* Exercise *
From the line containing "[spot] the white peaked" to the last line of the records below, repeat every line exactly and add nothing else.

Stored entries:
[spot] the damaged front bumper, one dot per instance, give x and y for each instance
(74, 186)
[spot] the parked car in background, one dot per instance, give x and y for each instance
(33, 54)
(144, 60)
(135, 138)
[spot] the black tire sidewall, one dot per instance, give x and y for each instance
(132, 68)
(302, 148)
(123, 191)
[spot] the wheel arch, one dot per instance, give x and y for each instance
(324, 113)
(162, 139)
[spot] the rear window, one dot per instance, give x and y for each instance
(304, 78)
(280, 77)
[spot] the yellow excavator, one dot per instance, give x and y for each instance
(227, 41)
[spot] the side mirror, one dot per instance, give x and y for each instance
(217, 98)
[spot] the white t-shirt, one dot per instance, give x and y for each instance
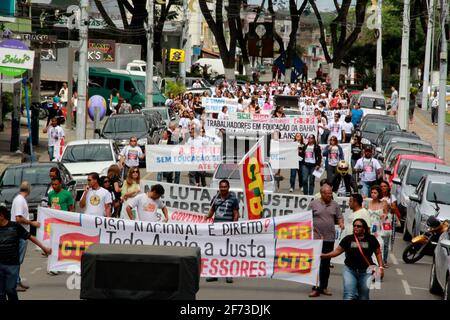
(54, 134)
(132, 155)
(335, 130)
(96, 200)
(347, 127)
(369, 167)
(146, 207)
(20, 208)
(309, 155)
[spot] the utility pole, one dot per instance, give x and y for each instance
(402, 115)
(184, 32)
(428, 45)
(442, 83)
(149, 77)
(379, 74)
(82, 71)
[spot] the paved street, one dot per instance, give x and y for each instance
(401, 282)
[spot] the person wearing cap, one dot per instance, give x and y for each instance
(370, 170)
(343, 183)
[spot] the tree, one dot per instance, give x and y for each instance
(339, 28)
(227, 50)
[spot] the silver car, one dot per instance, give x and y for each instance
(433, 187)
(440, 269)
(231, 172)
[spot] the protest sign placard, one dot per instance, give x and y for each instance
(163, 158)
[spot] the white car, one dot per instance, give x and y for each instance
(85, 156)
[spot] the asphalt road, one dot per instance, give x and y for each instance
(401, 282)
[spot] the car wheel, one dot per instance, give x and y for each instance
(406, 234)
(435, 288)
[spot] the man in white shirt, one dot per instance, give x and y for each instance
(147, 205)
(96, 199)
(20, 214)
(370, 170)
(130, 156)
(55, 133)
(64, 94)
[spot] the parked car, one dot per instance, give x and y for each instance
(440, 269)
(405, 150)
(432, 190)
(82, 157)
(372, 102)
(121, 127)
(392, 169)
(37, 174)
(159, 116)
(384, 137)
(403, 143)
(407, 181)
(372, 127)
(231, 172)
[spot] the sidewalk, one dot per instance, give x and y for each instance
(427, 132)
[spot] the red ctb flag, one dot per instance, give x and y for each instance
(252, 176)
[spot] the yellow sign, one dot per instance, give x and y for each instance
(176, 55)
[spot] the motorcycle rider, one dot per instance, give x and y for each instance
(343, 183)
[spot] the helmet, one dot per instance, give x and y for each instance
(342, 167)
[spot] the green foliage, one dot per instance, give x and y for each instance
(7, 103)
(174, 88)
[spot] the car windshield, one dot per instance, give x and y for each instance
(231, 171)
(372, 103)
(442, 190)
(379, 126)
(87, 153)
(125, 124)
(414, 175)
(34, 175)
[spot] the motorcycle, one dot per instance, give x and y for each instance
(419, 244)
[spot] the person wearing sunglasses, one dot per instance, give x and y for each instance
(130, 155)
(358, 265)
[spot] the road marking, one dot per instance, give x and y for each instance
(407, 288)
(36, 270)
(393, 258)
(426, 289)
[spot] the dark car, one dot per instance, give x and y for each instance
(372, 127)
(121, 127)
(37, 174)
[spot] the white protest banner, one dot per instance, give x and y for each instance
(287, 127)
(162, 158)
(284, 155)
(215, 105)
(295, 226)
(231, 256)
(346, 149)
(198, 199)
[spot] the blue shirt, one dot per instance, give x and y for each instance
(357, 115)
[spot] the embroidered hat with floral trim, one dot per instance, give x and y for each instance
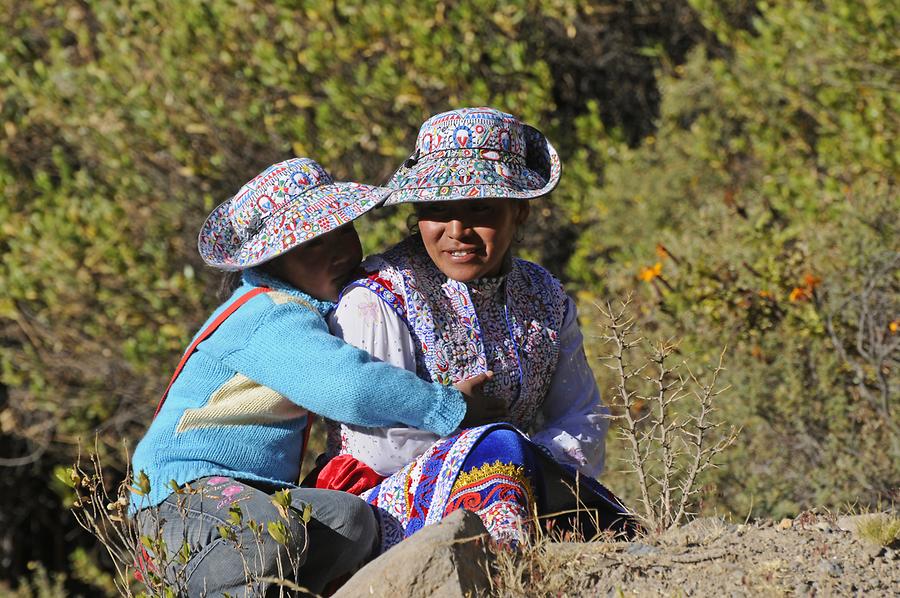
(472, 153)
(287, 204)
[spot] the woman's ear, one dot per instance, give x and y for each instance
(522, 214)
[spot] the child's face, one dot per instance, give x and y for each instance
(322, 266)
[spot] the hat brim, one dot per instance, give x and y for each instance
(322, 210)
(459, 177)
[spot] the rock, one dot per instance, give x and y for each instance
(698, 531)
(641, 549)
(824, 526)
(830, 567)
(874, 551)
(444, 560)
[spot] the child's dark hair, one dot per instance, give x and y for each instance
(230, 281)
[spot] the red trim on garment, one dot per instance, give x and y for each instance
(205, 334)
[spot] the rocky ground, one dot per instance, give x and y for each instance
(810, 556)
(813, 555)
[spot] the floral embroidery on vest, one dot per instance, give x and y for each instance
(509, 324)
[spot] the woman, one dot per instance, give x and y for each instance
(450, 302)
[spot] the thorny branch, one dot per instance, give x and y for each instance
(670, 443)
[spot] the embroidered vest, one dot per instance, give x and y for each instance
(510, 324)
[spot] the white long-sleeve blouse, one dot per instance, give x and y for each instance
(572, 423)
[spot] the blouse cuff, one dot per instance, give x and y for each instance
(447, 413)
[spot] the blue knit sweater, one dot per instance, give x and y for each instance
(239, 406)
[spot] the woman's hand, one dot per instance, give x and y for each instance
(480, 408)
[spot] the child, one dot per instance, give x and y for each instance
(230, 429)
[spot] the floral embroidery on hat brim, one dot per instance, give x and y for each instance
(470, 174)
(472, 153)
(323, 209)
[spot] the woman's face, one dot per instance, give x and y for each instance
(469, 239)
(322, 266)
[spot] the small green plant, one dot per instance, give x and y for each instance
(882, 529)
(147, 566)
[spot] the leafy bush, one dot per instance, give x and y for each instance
(737, 165)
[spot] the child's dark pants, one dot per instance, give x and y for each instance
(339, 537)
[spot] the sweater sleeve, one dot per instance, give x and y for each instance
(576, 419)
(291, 351)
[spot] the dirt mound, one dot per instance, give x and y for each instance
(810, 556)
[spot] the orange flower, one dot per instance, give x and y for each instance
(799, 294)
(805, 292)
(649, 273)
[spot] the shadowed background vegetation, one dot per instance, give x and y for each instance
(732, 165)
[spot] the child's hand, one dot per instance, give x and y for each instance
(480, 408)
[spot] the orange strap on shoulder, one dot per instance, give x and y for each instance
(205, 334)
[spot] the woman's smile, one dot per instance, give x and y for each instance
(469, 239)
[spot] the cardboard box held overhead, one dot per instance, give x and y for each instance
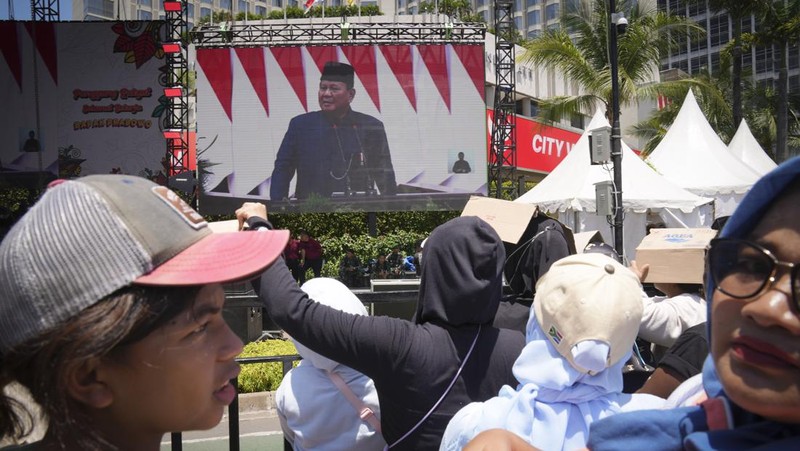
(674, 255)
(509, 219)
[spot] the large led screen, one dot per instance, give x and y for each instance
(81, 98)
(332, 128)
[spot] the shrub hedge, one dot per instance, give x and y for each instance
(257, 377)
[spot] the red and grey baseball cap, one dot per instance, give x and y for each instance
(87, 238)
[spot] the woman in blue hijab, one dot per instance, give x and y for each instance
(752, 377)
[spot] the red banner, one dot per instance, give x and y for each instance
(539, 147)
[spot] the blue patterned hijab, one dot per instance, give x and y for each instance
(688, 428)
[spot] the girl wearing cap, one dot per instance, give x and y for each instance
(752, 376)
(111, 315)
(584, 320)
(335, 393)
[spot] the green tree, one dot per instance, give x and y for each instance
(780, 28)
(458, 9)
(579, 50)
(738, 10)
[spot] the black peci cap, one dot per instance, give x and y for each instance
(335, 71)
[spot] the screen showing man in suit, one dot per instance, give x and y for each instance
(341, 127)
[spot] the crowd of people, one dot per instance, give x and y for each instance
(110, 317)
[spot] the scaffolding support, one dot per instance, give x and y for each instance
(45, 10)
(503, 154)
(176, 121)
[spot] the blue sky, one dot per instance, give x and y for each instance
(22, 9)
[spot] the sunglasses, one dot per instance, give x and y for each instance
(742, 269)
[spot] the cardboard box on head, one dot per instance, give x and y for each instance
(533, 240)
(674, 255)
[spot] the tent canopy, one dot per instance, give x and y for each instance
(747, 149)
(692, 156)
(571, 184)
(570, 191)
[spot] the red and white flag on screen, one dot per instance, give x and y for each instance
(309, 3)
(663, 101)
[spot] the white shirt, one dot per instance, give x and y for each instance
(664, 319)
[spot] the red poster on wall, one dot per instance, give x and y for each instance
(539, 147)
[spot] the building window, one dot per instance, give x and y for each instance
(696, 8)
(794, 84)
(714, 63)
(794, 56)
(747, 60)
(718, 30)
(698, 64)
(699, 42)
(551, 12)
(763, 59)
(103, 8)
(681, 48)
(746, 25)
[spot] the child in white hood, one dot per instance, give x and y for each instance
(580, 333)
(314, 412)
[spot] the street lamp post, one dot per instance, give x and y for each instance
(614, 22)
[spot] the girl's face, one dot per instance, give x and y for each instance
(755, 342)
(176, 378)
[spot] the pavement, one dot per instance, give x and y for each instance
(259, 428)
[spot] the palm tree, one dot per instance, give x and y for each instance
(579, 50)
(738, 10)
(780, 27)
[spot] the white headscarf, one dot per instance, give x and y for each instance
(313, 412)
(554, 403)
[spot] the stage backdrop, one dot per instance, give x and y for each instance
(430, 99)
(87, 93)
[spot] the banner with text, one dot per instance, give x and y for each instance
(539, 147)
(82, 98)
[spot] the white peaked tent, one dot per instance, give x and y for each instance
(569, 191)
(745, 146)
(692, 156)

* Result of this exercise *
[spot] the white peaked tent, one dot per instance, give x and y for each instance
(569, 191)
(745, 146)
(692, 156)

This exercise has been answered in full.